• TASK DESCRIPTION
Rewrite every row below, requests included. Multiply each point coordinate in the answers by 2.55 and round it to a whole number, rounding halves up. Leave the numbers in the requests and their sample points unchanged.
* begin *
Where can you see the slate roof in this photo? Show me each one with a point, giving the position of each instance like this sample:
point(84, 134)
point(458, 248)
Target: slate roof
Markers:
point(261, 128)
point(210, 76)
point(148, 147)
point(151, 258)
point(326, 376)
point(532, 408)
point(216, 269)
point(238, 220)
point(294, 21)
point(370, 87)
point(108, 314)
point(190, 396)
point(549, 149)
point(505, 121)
* end *
• EXERCISE OUTPUT
Where can you see the slate roof in this photo? Show me each one with a point, giving the position of each instance like this sample:
point(84, 134)
point(458, 248)
Target: slate roof
Markers:
point(666, 326)
point(536, 194)
point(377, 375)
point(385, 658)
point(831, 959)
point(1357, 1040)
point(551, 686)
point(607, 561)
point(750, 54)
point(944, 222)
point(275, 801)
point(485, 1010)
point(1400, 380)
point(1288, 309)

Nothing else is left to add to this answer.